◆ **Aim**: Copy each of the rows below word for word, keeping the same line breaks and order.

# Dataset content start

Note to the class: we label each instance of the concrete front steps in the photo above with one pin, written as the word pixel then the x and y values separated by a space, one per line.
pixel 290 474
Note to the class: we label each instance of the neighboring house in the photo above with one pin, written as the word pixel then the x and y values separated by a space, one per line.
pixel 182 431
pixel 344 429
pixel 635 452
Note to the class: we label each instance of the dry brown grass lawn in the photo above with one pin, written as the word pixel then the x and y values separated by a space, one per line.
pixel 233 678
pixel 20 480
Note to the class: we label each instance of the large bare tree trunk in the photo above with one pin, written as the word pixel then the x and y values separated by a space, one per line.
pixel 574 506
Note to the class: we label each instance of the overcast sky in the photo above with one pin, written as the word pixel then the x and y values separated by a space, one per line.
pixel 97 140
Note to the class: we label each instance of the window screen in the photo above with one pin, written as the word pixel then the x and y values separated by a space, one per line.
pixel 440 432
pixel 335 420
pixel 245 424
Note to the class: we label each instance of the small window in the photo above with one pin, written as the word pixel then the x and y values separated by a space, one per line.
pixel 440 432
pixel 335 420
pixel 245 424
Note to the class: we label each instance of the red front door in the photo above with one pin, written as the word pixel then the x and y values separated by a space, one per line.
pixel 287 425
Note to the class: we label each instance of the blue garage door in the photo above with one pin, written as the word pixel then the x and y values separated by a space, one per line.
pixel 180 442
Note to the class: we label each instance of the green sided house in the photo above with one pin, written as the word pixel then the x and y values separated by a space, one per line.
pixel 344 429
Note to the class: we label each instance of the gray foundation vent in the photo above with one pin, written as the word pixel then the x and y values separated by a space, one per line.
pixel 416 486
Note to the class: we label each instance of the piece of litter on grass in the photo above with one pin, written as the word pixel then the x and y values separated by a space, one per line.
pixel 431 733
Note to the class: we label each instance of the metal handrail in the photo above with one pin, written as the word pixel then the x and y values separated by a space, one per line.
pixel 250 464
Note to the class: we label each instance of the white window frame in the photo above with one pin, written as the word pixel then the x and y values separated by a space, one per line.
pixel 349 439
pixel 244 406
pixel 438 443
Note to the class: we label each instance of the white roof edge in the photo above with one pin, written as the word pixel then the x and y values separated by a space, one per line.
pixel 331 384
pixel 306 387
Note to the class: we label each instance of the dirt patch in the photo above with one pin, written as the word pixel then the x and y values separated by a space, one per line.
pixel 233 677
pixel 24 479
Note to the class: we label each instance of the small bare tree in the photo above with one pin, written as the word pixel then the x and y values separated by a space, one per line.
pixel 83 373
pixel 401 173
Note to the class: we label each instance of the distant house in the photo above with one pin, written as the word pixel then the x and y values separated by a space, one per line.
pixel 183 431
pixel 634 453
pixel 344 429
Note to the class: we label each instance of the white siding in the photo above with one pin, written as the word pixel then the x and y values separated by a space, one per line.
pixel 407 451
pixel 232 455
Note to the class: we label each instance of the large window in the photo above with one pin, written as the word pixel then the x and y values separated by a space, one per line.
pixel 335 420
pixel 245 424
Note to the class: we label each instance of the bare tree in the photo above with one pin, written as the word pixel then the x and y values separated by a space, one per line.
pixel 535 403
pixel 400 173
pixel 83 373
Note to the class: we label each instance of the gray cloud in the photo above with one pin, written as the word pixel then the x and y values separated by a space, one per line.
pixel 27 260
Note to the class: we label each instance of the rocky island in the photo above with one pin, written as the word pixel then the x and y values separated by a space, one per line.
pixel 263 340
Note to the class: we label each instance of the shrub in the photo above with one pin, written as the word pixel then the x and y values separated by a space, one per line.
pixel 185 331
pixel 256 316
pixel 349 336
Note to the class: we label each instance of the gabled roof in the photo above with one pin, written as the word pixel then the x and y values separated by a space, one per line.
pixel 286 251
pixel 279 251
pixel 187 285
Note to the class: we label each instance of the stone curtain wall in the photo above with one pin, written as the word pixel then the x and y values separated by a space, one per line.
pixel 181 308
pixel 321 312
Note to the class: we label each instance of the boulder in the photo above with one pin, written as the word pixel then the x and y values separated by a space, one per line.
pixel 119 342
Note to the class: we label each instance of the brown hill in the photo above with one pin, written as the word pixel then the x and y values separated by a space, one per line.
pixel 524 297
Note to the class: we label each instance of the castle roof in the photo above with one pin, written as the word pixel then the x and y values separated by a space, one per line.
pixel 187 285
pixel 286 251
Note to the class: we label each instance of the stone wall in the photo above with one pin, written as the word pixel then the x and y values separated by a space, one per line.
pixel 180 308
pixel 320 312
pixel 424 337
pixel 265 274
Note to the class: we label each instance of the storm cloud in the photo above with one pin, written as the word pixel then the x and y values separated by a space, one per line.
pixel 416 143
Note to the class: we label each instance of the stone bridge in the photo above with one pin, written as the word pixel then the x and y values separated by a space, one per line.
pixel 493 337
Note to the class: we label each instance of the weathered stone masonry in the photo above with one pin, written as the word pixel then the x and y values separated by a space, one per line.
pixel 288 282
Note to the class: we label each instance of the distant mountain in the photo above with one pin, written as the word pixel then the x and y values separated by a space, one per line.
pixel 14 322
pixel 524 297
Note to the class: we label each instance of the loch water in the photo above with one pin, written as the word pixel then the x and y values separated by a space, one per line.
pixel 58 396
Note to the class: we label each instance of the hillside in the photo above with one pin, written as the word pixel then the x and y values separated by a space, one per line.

# Dataset content end

◆ **Final result**:
Note to the class: we label each instance of the concrete front steps in the photo above with one pin, written as the word pixel then the x and y values separated by a space, one per line.
pixel 290 474
Note to the class: we label each instance of the neighboring house in the photo above with one pin, written as the word pixel then the x and y values separated by a space, one per line.
pixel 182 431
pixel 344 429
pixel 635 452
Note to the class: we label each instance of the dry brown grass lawn in the photo above with one pin, written as the word pixel then the x and y values separated by a space, one per line.
pixel 233 678
pixel 20 480
Note to the class: we label each instance of the large bare tree trunk in the photo above with one pin, written as the word pixel then the x and y values separated by a space, one per line.
pixel 574 506
Note to the class: we label each instance of the overcast sky in the photo above with one pin, written as the word pixel then the x and y values separated by a space, one per line.
pixel 97 140
Note to the class: we label each instance of the window screen in the photo above with one pin, written as the word pixel then the x and y values separated by a space, one per line.
pixel 440 432
pixel 335 420
pixel 245 424
Note to the class: we label each instance of the small window in the photo above with one pin, written as the word pixel then the x and y values separated by a space, one per line.
pixel 440 432
pixel 335 420
pixel 245 424
Note to the class: we label each instance of the red front door in the photo above with one pin, written as the word pixel then the x and y values separated by a space, one per line.
pixel 287 425
Note to the class: we label each instance of the blue garage door in the photo above with one pin, written as the word pixel then the x and y values separated by a space, one per line.
pixel 180 442
Note to the class: we label each instance of the green sided house in the photo above with one pin, written as the word pixel then the x and y values separated by a space, one per line.
pixel 344 429
Note to the class: we label each instance of the gray foundation vent in the photo above with one pin, written as the word pixel then the x and y values separated by a space, one per line.
pixel 416 486
Note to the class: we label each instance of the piece of litter on grass in the photo above with one pin, written as the word pixel then the x and y values separated by a space, one per line.
pixel 431 733
Note to the class: we label each instance of the metal handrail in the photo above with one pin, written as the word pixel then the x and y values separated by a space, one per line.
pixel 250 464
Note to the class: we label each instance of the white window frame in the photo above with one pin, written as the word pixel then the x and y values separated by a space, one per line.
pixel 349 439
pixel 244 406
pixel 438 443
Note to the class: we label each instance of the white roof edge in the photo above with one pin, written as the word pixel then the x and y values separated by a space, one per line.
pixel 331 384
pixel 306 387
Note to the class: we label each instance of the dirt patch in the photo above with one pin, written as the word pixel then the x and y values separated by a space, one per line.
pixel 233 677
pixel 24 479
Note to the class: we label each instance of the small bare tree in the photo above with one pin, written as the word pixel then the x and y values separated by a space, one per line.
pixel 83 373
pixel 401 173
Note to the class: we label each instance of the distant house in the photo above with one pin, written as the word pixel then the x and y values separated by a space, one per line.
pixel 183 431
pixel 634 453
pixel 344 429
Note to the class: we label each instance of the white siding in the photo above with one pin, written as the word pixel then the x and y values separated by a space, one per line.
pixel 407 451
pixel 232 455
Note to the class: we label each instance of the large window in the photo above with one pin, written as the word pixel then the x and y values separated by a space, one per line.
pixel 335 420
pixel 245 424
Note to the class: we label each instance of the bare tree in the photo above with one pin, written as the word pixel then the x and y values separated by a space, one per line.
pixel 535 403
pixel 400 173
pixel 83 373
Note to the class: we label each instance of the gray cloud in the photo above with one pin, written as the word pixel then the x and y values separated by a space, one per line.
pixel 27 260
Note to the class: we label each instance of the rocky island in the photo above with one pin, written as the word pixel then the x and y values separated by a space, one per line.
pixel 263 340
Note to the class: we label each instance of the shrub in the photo above with one pin, written as the word pixel then the x and y values separated by a space, one per line.
pixel 185 331
pixel 256 316
pixel 349 336
Note to the class: we label each instance of the gabled roof in the photo above with one pin, written as the word pixel then the x and y values separated by a space, one per line.
pixel 286 251
pixel 279 251
pixel 187 285
Note to the class: we label each instance of the stone curtain wall in the photo above with one pin, written as the word pixel then the x and y values separated by a space, one per line.
pixel 181 308
pixel 321 312
Note to the class: we label each instance of the boulder in the photo above with one pin, written as the word pixel then the x and y values separated by a space, one per line.
pixel 119 342
Note to the class: we label each instance of the brown hill in the photo above with one pin, written as the word pixel then the x and y values separated by a space, one per line.
pixel 524 297
Note to the class: we label each instance of the castle roof in the photo above with one pin, written as the word pixel then the x and y values separated by a space, one per line.
pixel 187 285
pixel 286 251
Note to the class: we label each instance of the stone wall in the photo above with one pin, written as the word pixel then the x and y values separated by a space, one per line.
pixel 180 308
pixel 320 312
pixel 424 337
pixel 265 274
Note to the class: we label each instance of the storm cloud in the photo above with one pin, written as the word pixel then the x and y values separated by a space, one per line.
pixel 416 143
Note to the class: we label each instance of the stone bridge in the photo above with one pin, written as the word pixel then the x and y values separated by a space, one per line.
pixel 493 337
Note to the class: we label each instance of the weathered stone masonry in the photo above with one pin, written as the word pixel then the x and y values separated by a space, one per line.
pixel 288 282
Note to the class: we label each instance of the distant mountain in the photo above with one pin, written as the word pixel then the x and y values separated by a space, one per line.
pixel 14 322
pixel 524 297
Note to the class: we label each instance of the loch water in the photo above with one pin, written as the word pixel then the x and y values separated by a space, one per line.
pixel 58 396
Note to the class: we label each instance of the hillside in the photo above with one pin, written as the word pixel then the x and y values separated by a space, one per line.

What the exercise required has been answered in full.